*OBJECTIVE*.
Give back exactly the lines running from the line with "Mark the tree branch" to the end of the entries, and only those lines.

*DATA SHOWN*.
--------------------

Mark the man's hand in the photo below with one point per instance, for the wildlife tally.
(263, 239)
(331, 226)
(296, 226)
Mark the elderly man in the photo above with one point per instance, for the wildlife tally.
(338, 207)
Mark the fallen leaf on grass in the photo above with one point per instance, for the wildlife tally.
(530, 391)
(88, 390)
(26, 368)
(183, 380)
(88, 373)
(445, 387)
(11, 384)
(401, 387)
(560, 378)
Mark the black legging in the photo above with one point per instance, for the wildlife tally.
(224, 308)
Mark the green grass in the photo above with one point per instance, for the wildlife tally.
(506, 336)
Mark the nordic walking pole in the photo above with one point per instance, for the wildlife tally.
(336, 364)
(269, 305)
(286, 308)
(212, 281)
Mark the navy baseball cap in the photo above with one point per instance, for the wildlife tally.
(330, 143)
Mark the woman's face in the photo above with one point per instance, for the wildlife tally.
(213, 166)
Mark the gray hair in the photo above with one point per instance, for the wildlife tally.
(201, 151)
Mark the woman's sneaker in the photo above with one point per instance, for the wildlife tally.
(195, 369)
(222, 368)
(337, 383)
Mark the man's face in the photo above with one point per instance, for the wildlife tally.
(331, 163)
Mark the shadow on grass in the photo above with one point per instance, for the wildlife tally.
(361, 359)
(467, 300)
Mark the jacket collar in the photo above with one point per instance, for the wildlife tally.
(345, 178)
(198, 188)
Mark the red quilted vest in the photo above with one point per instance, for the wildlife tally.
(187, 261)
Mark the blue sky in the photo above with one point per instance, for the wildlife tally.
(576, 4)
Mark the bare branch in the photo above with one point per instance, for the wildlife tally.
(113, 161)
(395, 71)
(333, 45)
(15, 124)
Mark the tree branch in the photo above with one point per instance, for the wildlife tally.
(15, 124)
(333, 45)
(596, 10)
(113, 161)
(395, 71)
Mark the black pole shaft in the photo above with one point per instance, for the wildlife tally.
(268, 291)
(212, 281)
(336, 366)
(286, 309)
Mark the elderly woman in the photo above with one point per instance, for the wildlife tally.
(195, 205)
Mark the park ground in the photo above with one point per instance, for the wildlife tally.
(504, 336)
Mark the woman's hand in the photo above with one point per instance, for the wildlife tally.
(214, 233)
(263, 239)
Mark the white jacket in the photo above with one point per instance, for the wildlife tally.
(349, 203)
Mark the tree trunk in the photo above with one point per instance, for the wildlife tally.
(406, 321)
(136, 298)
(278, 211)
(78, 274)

--------------------

*WORKED SOLUTION*.
Mark the tree branch in the photo above with one point per instance, for the wildlife tally.
(15, 124)
(333, 45)
(596, 10)
(113, 161)
(395, 71)
Mark the black pole shaft in the photo above with one point per instance, for the wildlife tally.
(268, 291)
(212, 281)
(336, 366)
(286, 309)
Mark the elderly woman in the photo above with one point per instance, for the wildlife tally.
(195, 205)
Mark the park ground in the photo above with one point per instance, for the wildlife tally.
(504, 336)
Mark the woman's hand in the photo above with one point per instance, for the wildlife tally.
(214, 233)
(263, 239)
Mark the white jacket in the photo above with one point per instance, for the wildlife tally.
(349, 203)
Mark the tree trunk in the photo above with one point per instance, for the wildlife tally.
(406, 321)
(136, 298)
(278, 211)
(78, 274)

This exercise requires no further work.